> [TASK REQUIREMENTS]
Extract every line of the listing below that contains the word "bolt", treating uppercase and lowercase as distinct.

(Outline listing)
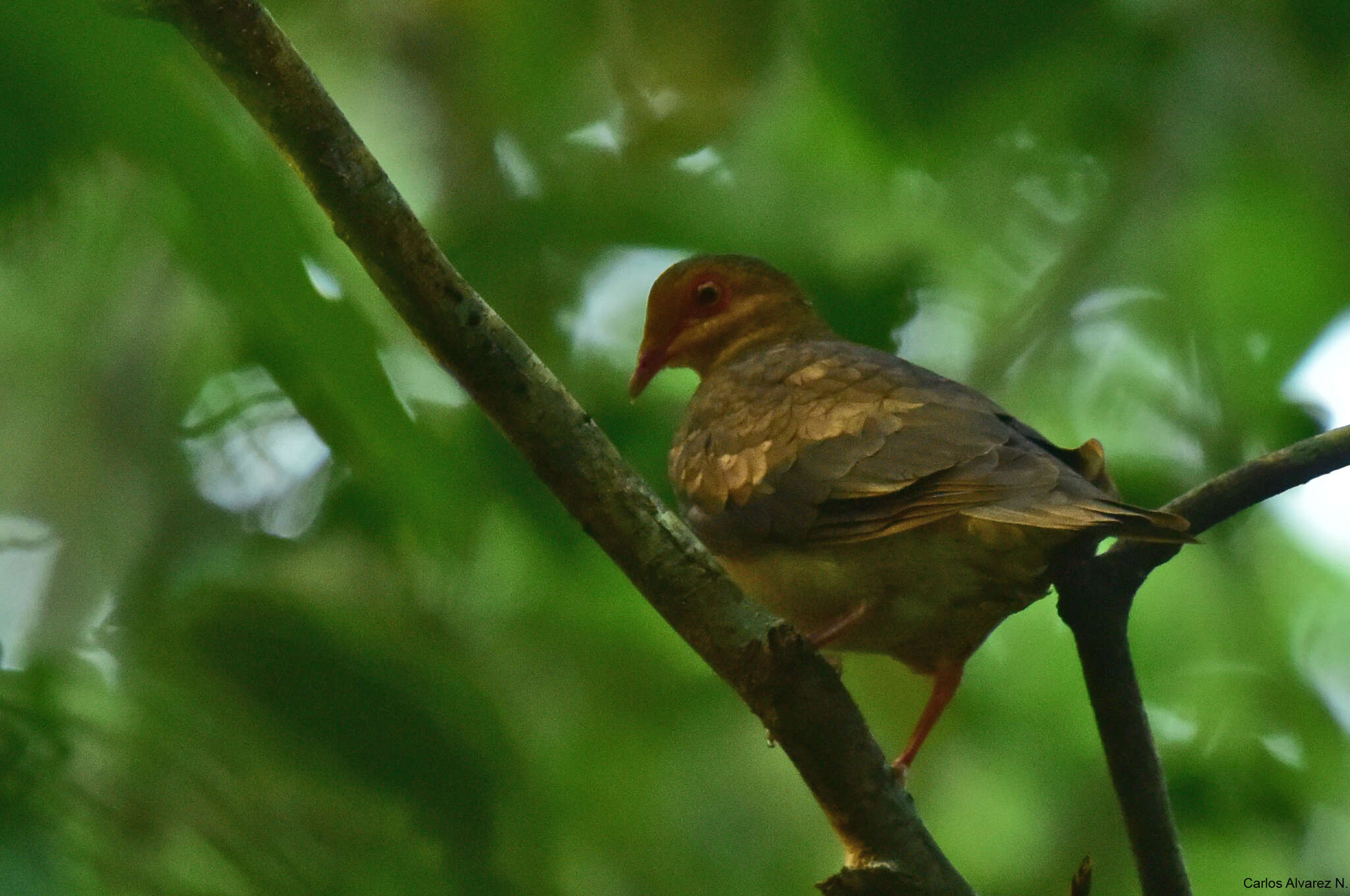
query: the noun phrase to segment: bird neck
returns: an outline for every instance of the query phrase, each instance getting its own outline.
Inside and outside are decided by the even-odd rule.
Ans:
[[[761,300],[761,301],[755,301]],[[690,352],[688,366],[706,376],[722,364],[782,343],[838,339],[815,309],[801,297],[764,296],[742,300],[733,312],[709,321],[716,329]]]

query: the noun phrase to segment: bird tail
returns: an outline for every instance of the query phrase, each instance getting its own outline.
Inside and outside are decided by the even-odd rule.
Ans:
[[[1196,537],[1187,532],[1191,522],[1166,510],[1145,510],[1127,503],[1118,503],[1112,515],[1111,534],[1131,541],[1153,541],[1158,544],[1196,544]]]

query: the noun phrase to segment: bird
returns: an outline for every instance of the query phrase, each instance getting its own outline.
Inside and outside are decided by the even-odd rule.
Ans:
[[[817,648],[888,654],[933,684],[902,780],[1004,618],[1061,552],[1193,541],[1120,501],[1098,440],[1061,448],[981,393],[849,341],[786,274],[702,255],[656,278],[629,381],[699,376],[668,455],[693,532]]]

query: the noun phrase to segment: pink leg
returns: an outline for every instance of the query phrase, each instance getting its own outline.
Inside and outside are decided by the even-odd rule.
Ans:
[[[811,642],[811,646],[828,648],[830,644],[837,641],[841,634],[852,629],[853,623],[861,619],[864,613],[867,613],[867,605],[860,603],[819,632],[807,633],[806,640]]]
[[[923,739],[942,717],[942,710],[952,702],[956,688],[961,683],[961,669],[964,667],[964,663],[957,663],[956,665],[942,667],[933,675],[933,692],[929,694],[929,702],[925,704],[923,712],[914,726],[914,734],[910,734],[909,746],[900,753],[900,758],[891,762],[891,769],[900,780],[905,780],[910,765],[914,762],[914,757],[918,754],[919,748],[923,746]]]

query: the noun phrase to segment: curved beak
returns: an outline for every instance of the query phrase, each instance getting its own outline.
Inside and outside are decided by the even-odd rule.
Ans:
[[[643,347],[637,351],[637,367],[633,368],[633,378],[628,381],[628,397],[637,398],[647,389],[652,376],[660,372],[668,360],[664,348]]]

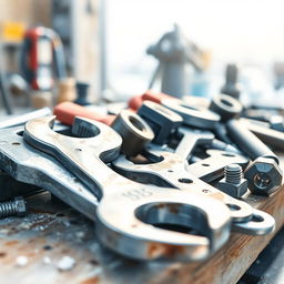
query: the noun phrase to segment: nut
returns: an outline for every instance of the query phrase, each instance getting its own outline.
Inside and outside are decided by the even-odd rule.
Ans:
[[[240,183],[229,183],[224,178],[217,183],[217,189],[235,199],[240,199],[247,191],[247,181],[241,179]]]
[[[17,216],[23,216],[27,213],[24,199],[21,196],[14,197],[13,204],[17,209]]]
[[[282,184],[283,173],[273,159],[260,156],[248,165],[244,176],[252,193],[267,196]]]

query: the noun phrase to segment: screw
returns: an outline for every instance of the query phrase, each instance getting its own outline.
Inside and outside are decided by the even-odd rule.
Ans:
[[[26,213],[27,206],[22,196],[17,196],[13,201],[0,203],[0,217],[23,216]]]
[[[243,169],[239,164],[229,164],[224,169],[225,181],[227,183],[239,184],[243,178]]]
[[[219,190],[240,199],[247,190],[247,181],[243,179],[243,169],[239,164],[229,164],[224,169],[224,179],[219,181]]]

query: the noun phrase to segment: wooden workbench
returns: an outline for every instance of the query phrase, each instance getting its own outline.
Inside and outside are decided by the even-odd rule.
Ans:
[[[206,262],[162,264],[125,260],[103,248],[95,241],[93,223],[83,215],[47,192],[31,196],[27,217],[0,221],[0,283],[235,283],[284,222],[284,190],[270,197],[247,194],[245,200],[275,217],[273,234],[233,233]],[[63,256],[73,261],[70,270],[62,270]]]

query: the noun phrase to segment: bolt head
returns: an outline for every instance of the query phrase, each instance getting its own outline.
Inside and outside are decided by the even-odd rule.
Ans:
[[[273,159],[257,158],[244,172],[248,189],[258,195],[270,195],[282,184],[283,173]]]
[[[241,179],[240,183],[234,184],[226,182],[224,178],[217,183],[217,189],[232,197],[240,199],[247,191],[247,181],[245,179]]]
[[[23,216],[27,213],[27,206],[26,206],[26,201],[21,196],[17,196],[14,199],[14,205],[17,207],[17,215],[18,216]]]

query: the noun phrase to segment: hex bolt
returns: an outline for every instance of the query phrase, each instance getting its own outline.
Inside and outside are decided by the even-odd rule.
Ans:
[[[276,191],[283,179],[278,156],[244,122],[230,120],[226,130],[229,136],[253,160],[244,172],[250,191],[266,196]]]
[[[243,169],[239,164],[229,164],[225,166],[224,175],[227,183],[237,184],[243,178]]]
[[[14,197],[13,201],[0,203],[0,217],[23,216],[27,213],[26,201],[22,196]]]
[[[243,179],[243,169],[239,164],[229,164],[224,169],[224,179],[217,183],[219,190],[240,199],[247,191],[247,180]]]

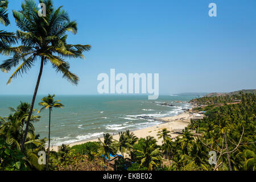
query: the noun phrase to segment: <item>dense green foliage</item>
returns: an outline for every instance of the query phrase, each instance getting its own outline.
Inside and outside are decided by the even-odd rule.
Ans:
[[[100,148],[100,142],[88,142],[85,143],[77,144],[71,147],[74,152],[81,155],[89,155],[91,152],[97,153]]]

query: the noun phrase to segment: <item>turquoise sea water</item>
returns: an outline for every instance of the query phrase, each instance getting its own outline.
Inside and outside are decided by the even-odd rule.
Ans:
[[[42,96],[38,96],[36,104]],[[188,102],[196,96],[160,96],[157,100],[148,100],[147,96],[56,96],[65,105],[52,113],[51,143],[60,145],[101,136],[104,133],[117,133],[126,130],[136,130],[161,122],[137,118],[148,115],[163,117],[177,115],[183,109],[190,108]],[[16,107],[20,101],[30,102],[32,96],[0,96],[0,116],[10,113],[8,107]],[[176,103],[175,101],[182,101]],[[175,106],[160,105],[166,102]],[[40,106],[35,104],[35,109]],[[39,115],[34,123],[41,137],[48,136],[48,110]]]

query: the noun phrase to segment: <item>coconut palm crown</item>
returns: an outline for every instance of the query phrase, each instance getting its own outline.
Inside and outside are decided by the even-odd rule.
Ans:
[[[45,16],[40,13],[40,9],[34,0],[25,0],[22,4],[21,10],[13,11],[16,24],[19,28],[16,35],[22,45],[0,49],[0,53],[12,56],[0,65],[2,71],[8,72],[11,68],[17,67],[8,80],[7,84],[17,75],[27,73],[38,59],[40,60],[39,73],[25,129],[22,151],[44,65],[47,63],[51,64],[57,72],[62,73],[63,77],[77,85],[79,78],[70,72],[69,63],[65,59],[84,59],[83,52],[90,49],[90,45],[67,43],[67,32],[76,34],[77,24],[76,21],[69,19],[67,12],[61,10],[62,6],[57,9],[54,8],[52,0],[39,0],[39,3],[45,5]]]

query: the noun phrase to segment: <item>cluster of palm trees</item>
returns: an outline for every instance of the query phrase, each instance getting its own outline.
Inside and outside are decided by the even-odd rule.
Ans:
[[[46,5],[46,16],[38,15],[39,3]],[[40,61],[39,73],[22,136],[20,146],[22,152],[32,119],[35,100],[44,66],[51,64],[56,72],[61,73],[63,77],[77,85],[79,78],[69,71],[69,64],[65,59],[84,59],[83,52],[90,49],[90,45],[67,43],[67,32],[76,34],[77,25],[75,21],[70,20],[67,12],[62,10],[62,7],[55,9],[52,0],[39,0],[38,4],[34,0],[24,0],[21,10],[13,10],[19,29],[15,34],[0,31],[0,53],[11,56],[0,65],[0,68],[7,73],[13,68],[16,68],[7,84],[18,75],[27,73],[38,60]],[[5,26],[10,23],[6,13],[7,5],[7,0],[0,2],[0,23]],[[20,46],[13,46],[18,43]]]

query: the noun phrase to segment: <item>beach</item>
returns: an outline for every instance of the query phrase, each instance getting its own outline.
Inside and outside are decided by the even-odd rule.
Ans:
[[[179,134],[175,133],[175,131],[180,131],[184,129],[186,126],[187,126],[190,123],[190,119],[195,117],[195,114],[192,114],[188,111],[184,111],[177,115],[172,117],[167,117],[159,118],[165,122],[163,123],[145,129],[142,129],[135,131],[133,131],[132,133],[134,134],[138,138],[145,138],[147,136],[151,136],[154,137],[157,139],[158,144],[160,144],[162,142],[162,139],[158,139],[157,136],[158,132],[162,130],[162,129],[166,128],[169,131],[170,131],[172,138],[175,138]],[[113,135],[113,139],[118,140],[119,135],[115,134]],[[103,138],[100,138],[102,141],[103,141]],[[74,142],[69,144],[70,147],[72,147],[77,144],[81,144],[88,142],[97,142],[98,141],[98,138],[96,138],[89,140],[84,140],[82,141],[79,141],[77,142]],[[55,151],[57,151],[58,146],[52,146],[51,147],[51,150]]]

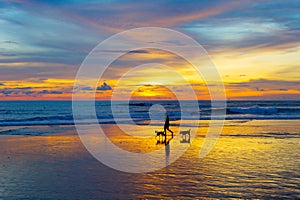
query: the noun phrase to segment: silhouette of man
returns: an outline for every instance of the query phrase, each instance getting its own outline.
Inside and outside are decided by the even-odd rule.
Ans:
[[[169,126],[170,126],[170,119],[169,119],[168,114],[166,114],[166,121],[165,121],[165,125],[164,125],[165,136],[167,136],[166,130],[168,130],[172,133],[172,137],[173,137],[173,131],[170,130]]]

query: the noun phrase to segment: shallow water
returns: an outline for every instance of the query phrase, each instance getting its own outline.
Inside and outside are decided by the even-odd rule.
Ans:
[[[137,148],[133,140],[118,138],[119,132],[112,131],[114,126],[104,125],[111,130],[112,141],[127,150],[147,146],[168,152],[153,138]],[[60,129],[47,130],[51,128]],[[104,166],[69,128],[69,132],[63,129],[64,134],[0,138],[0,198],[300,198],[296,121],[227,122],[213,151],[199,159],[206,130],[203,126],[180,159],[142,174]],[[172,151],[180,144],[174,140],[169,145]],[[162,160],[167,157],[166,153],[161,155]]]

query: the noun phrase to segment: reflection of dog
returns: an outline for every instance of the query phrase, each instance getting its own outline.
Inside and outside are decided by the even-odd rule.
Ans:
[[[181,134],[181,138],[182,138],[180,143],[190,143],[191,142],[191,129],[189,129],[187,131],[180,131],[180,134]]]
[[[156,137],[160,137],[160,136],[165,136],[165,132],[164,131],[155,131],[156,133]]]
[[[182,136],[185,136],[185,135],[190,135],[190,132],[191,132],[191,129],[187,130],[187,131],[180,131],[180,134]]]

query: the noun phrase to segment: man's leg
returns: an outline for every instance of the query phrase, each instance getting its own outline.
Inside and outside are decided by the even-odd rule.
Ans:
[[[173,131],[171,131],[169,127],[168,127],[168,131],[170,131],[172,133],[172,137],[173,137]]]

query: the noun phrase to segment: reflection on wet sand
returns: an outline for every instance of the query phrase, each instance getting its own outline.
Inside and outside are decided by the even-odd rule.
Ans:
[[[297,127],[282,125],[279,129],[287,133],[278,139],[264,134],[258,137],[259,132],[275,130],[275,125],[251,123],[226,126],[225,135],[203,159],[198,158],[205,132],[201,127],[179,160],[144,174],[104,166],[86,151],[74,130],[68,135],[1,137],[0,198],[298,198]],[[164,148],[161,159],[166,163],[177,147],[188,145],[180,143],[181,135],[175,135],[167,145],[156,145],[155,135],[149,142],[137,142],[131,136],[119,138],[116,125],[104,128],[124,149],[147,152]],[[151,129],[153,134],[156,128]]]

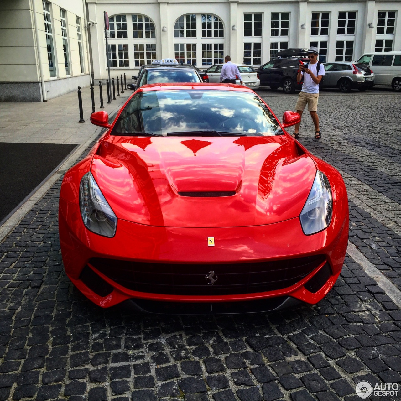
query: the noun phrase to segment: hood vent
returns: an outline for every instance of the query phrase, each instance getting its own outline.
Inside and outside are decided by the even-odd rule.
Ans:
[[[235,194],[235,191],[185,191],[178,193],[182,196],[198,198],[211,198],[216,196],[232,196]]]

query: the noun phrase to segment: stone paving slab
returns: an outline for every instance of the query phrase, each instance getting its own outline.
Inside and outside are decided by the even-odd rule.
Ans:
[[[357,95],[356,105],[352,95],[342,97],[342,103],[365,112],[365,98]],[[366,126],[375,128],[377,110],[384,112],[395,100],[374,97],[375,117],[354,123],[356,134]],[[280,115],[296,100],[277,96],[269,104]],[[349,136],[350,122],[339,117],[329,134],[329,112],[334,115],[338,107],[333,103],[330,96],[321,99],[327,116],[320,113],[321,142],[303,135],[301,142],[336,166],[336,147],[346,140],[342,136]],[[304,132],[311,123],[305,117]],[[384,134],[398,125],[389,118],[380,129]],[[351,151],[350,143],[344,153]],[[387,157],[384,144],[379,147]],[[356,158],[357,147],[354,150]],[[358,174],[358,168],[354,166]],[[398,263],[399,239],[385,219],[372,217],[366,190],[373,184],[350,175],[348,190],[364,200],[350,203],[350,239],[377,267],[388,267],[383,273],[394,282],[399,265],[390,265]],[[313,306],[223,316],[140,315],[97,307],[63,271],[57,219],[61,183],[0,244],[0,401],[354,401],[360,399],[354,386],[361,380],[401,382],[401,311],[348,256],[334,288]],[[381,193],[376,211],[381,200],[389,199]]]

> [RESULT BELOW]
query: the noun phrase to segment: bolt head
query: the noun phrase to segment: hex bolt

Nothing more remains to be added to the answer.